What is expected
Give every line of the listing as a numbered list, from the line that contains "Whereabouts in this scan is the wheel" through the end of the listing, both ends included. Omit blank lines and pictures.

Records for this exercise
┌────────
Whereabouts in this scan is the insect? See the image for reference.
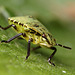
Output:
[0,16,71,66]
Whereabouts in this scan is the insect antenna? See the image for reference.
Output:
[56,44,72,49]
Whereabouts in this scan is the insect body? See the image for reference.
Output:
[0,16,71,66]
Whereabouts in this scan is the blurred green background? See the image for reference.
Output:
[0,0,75,75]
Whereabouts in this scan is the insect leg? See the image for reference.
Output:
[32,46,41,50]
[48,47,57,66]
[0,25,13,30]
[1,33,23,43]
[26,38,33,59]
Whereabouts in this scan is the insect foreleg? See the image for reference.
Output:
[1,33,23,43]
[26,38,33,59]
[48,47,57,66]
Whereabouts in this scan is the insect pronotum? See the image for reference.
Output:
[0,16,71,66]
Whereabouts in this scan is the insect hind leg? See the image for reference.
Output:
[0,24,15,30]
[1,33,23,43]
[48,47,57,66]
[26,38,33,60]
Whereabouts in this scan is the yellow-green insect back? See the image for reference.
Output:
[0,16,71,66]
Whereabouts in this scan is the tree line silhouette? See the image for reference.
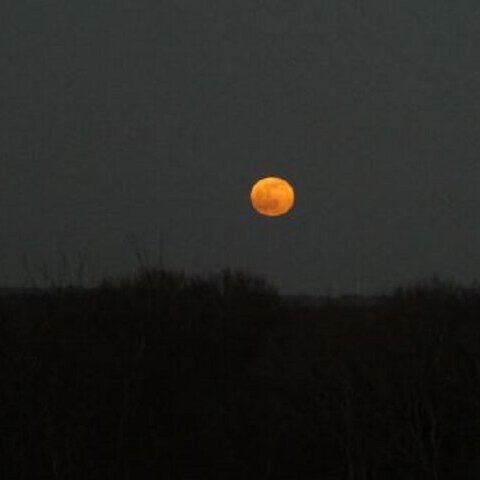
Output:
[0,268,480,480]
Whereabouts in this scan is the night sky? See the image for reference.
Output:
[0,0,480,294]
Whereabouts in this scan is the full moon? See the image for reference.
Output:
[250,177,295,217]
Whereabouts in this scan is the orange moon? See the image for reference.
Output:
[250,177,295,217]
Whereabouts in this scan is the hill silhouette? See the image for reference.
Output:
[0,269,480,480]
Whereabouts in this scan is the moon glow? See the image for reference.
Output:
[250,177,295,217]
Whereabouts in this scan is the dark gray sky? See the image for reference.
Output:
[0,0,480,293]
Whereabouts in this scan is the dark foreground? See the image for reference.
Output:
[0,271,480,480]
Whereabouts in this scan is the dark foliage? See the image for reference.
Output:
[0,269,480,480]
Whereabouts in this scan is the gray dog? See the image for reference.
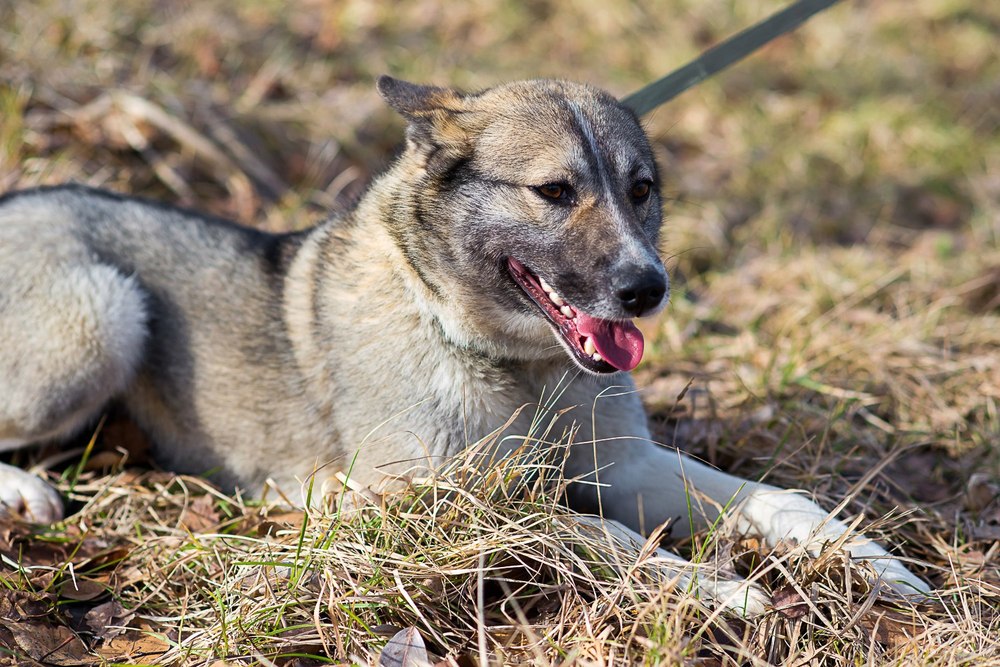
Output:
[0,77,927,612]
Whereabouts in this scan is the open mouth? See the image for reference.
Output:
[507,257,643,373]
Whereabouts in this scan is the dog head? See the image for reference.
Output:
[378,77,668,373]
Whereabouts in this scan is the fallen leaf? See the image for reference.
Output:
[771,586,809,618]
[181,494,219,533]
[861,606,917,648]
[97,623,170,662]
[0,587,55,621]
[0,620,100,666]
[59,575,108,602]
[83,600,135,640]
[378,626,432,667]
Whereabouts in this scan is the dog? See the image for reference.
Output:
[0,77,929,613]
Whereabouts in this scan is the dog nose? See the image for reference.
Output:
[617,269,667,317]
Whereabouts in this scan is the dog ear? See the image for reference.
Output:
[376,75,471,171]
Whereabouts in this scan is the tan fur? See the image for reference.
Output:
[0,78,926,611]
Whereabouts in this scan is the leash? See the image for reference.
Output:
[622,0,840,116]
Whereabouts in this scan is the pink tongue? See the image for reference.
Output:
[576,313,642,371]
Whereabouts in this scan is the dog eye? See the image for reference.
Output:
[535,183,573,203]
[629,181,653,204]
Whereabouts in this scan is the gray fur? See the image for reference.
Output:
[0,78,926,611]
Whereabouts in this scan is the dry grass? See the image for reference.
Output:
[0,0,1000,665]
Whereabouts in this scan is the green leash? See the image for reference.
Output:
[622,0,840,116]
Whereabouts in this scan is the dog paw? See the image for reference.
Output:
[690,574,772,618]
[0,463,63,523]
[740,488,931,597]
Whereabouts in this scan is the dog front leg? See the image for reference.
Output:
[569,439,930,594]
[0,463,63,523]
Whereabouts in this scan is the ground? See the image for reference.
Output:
[0,0,1000,665]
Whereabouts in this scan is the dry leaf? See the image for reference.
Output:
[0,620,99,666]
[378,626,432,667]
[771,586,809,618]
[97,624,170,662]
[83,600,135,640]
[181,494,219,533]
[59,575,108,602]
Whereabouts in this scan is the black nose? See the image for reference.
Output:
[617,268,667,317]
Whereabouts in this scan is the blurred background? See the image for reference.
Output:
[0,0,1000,521]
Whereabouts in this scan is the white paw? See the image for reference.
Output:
[0,463,63,523]
[740,487,931,596]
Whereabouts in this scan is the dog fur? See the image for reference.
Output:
[0,77,927,612]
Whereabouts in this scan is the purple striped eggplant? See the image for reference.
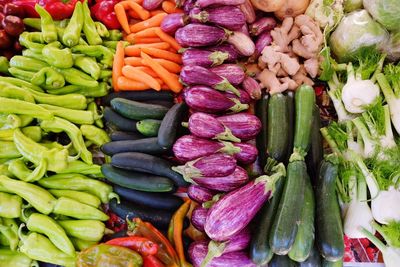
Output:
[187,184,216,203]
[217,112,261,140]
[192,166,249,192]
[227,31,256,57]
[250,17,276,36]
[204,163,286,241]
[184,86,249,113]
[210,64,246,85]
[179,66,239,96]
[175,24,227,47]
[188,112,240,142]
[189,6,246,31]
[242,76,261,100]
[189,241,256,267]
[161,13,188,36]
[172,153,236,182]
[190,206,208,233]
[182,49,230,68]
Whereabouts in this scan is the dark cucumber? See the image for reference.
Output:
[256,94,269,168]
[109,199,173,229]
[101,137,165,156]
[315,155,344,261]
[114,185,183,210]
[111,152,188,186]
[136,119,161,137]
[104,107,137,132]
[269,161,308,255]
[158,102,187,149]
[111,97,168,120]
[250,172,285,266]
[101,164,175,192]
[288,177,315,262]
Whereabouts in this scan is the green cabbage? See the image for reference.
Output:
[329,10,389,62]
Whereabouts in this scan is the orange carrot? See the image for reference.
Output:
[112,41,125,91]
[114,3,131,34]
[141,47,182,64]
[154,27,182,51]
[122,66,161,91]
[141,52,182,93]
[118,76,150,91]
[131,13,167,32]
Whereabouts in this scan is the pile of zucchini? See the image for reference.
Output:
[250,85,344,266]
[101,91,187,229]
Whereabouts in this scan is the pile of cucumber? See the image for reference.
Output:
[101,91,187,229]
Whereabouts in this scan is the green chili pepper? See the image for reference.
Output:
[35,4,57,43]
[38,173,118,203]
[40,117,93,164]
[58,220,106,242]
[62,1,84,47]
[20,232,75,267]
[26,213,75,256]
[0,192,22,218]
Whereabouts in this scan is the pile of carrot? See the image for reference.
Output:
[112,0,183,93]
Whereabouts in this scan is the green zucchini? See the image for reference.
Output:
[111,97,168,120]
[250,174,284,266]
[269,161,308,255]
[289,177,315,262]
[136,119,161,137]
[315,155,344,261]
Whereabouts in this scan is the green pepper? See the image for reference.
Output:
[35,4,57,43]
[14,129,68,172]
[0,248,35,267]
[38,173,118,203]
[40,117,93,164]
[20,232,75,267]
[49,189,101,208]
[58,220,106,242]
[53,197,109,221]
[0,175,56,214]
[62,1,84,47]
[26,213,75,256]
[0,192,22,218]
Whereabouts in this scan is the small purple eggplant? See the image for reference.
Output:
[175,24,227,47]
[250,17,276,36]
[192,166,249,192]
[217,112,261,140]
[180,66,239,96]
[161,13,188,36]
[190,206,208,233]
[184,86,249,113]
[204,163,286,241]
[188,112,240,142]
[172,153,236,182]
[187,184,216,204]
[242,76,261,100]
[189,241,257,267]
[189,6,246,31]
[210,64,246,85]
[182,49,230,68]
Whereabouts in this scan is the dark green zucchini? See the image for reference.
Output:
[113,185,183,210]
[101,164,175,192]
[111,97,169,120]
[250,173,285,265]
[315,155,344,261]
[111,152,188,186]
[101,137,165,156]
[104,107,137,132]
[158,102,187,149]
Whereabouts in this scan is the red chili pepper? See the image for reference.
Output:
[106,236,158,256]
[91,0,121,29]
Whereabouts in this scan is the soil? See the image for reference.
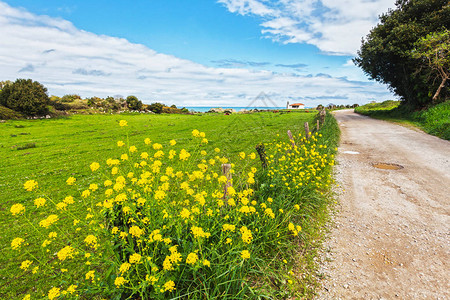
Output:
[317,110,450,299]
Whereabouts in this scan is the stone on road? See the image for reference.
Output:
[317,110,450,299]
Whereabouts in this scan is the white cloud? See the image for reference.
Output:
[218,0,394,55]
[0,1,391,106]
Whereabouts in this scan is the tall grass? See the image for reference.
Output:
[2,114,339,299]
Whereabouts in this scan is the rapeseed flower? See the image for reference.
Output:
[10,203,25,216]
[47,287,61,300]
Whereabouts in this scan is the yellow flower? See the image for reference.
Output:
[20,259,32,271]
[186,253,198,265]
[63,196,75,204]
[89,162,100,172]
[129,253,142,264]
[192,129,200,137]
[39,215,59,228]
[57,246,75,261]
[84,234,98,248]
[23,180,38,192]
[47,287,61,300]
[11,238,25,250]
[241,250,250,259]
[66,284,78,294]
[10,203,25,216]
[179,149,191,160]
[191,226,211,238]
[66,176,77,185]
[114,277,127,287]
[164,280,175,292]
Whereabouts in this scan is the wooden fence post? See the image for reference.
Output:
[288,130,295,147]
[319,108,327,124]
[222,164,232,199]
[305,122,309,140]
[255,143,267,169]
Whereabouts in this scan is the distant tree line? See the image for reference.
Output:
[0,79,189,119]
[354,0,450,108]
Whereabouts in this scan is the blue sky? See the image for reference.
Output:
[0,0,394,106]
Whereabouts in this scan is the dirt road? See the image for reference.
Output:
[318,110,450,299]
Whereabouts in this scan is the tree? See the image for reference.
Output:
[354,0,450,107]
[411,30,450,102]
[61,94,81,102]
[126,96,142,110]
[0,80,12,91]
[148,102,165,114]
[0,79,50,116]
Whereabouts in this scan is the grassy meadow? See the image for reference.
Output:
[0,112,338,299]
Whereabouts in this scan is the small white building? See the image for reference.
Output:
[287,102,305,109]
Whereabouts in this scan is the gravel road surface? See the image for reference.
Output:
[317,110,450,299]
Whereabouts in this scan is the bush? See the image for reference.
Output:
[0,79,50,116]
[126,96,142,110]
[0,105,23,120]
[148,102,165,114]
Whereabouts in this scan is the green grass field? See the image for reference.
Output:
[0,112,338,299]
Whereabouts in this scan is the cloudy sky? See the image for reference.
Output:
[0,0,394,106]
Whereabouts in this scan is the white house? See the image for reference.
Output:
[287,102,305,109]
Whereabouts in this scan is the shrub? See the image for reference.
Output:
[0,79,49,116]
[0,105,23,120]
[126,96,142,110]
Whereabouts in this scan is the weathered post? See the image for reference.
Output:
[288,130,295,147]
[255,143,267,169]
[305,122,309,140]
[222,164,232,199]
[319,108,327,125]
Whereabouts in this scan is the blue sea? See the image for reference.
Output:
[186,106,286,112]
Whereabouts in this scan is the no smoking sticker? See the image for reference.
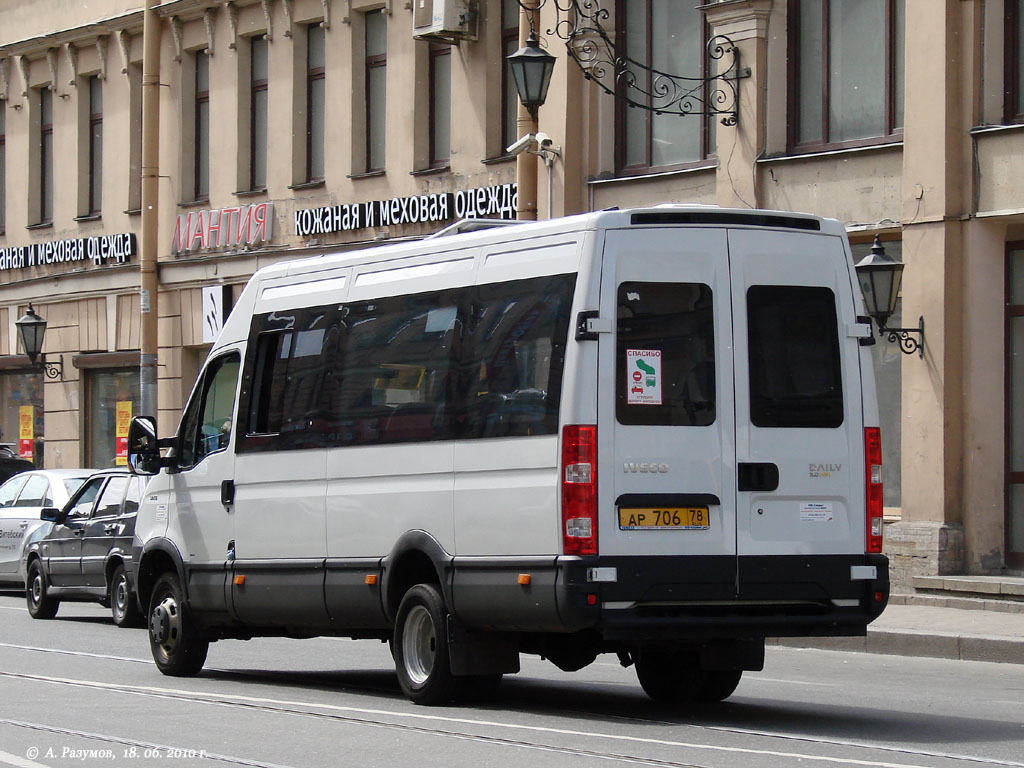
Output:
[626,349,662,406]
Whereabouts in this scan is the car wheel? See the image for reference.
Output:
[150,573,210,677]
[108,563,142,627]
[25,560,60,618]
[393,584,458,705]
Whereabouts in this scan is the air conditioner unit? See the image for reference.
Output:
[413,0,479,43]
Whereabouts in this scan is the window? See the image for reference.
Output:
[39,88,53,224]
[95,475,128,517]
[68,477,106,520]
[501,0,520,155]
[249,37,269,189]
[306,24,327,181]
[0,110,7,234]
[88,75,103,215]
[615,283,716,427]
[178,353,239,469]
[616,0,714,173]
[366,10,387,172]
[235,274,575,452]
[193,51,210,201]
[746,286,843,427]
[430,43,452,168]
[1006,243,1024,567]
[790,0,906,148]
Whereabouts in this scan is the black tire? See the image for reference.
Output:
[392,584,459,706]
[108,563,142,627]
[25,560,60,618]
[148,573,210,677]
[636,651,743,706]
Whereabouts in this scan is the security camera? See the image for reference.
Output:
[505,133,542,155]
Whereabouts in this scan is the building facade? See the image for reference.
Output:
[0,0,1024,588]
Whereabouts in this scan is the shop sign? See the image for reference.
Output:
[17,406,36,461]
[0,232,137,271]
[295,183,517,238]
[171,203,273,254]
[114,400,131,467]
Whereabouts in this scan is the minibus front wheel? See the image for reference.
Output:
[392,584,457,706]
[150,572,210,677]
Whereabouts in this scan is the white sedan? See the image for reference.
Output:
[0,469,95,589]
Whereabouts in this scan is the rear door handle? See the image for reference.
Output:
[736,462,778,492]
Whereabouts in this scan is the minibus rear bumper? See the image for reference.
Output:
[558,555,889,643]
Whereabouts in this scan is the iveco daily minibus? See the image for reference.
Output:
[121,206,889,703]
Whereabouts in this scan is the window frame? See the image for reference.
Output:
[427,41,453,169]
[614,0,716,176]
[786,0,906,155]
[364,9,387,173]
[39,86,53,224]
[193,50,210,203]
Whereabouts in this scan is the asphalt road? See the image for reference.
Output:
[0,593,1024,768]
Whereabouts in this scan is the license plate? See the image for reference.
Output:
[618,507,711,530]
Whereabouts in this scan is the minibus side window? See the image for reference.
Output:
[178,353,240,469]
[746,286,843,427]
[458,274,575,438]
[615,282,716,427]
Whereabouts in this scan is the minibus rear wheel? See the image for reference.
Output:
[391,584,457,706]
[150,573,210,677]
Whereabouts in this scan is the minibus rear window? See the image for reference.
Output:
[615,282,716,427]
[746,286,843,427]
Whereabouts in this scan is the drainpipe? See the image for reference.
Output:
[139,0,161,418]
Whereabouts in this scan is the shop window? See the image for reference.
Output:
[38,88,53,224]
[0,110,7,234]
[87,75,103,215]
[616,0,715,173]
[788,0,906,150]
[850,240,904,507]
[0,374,44,469]
[365,10,387,172]
[1006,243,1024,567]
[191,51,210,201]
[430,43,452,168]
[305,24,327,182]
[83,368,140,469]
[249,36,269,190]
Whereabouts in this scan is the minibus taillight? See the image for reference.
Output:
[562,425,597,555]
[864,427,882,554]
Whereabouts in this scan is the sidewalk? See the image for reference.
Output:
[768,602,1024,664]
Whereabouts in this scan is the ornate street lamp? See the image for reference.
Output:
[854,234,925,357]
[506,32,555,120]
[14,303,63,380]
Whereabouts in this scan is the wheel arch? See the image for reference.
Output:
[135,539,188,612]
[382,530,453,623]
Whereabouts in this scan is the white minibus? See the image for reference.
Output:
[123,206,889,705]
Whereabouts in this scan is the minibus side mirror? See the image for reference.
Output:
[39,507,65,525]
[128,416,165,475]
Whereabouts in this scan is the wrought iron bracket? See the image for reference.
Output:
[517,0,751,126]
[879,317,925,357]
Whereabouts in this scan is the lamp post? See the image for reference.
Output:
[854,234,925,357]
[14,302,63,381]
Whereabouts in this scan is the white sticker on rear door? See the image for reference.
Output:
[800,502,834,522]
[626,349,662,406]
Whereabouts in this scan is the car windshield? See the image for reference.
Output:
[65,477,85,496]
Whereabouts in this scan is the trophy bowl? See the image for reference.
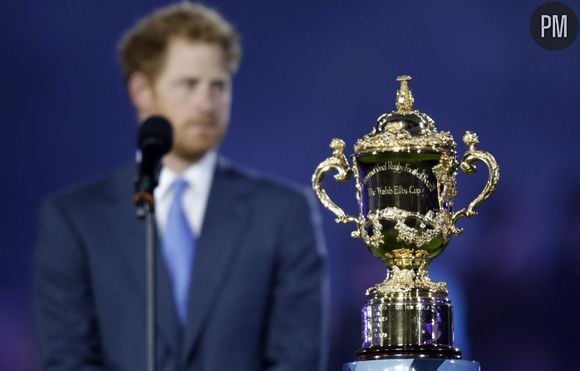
└────────
Solution below
1. Whereabouts in this scan is the wheel arch? See the image for reference.
2. Output:
3. [135,539,188,612]
4. [382,530,453,623]
5. Whereabouts in this scan is the white minibus? See the image for reference.
6. Output:
7. [123,206,889,705]
8. Whereabouts in this scan is the minibus side mirror? See the image for reference.
9. Output:
10. [39,507,65,525]
11. [128,416,165,475]
12. Whereabouts in this scan is the wrought iron bracket? See the image for reference.
13. Output:
14. [517,0,751,126]
15. [879,317,925,357]
16. Whereabouts in this scan is the lamp post? See the image for reference.
17. Output:
18. [854,234,925,357]
19. [14,302,63,381]
20. Whereabouts in this scan is the white sticker on rear door? See the image for reference.
21. Output:
22. [800,502,834,522]
23. [626,349,662,406]
24. Whereabouts in this scan is the car windshield? See the image for reference.
25. Output:
26. [65,477,85,496]
27. Whereabouts in this scan is the trophy bowl? See the image for reference.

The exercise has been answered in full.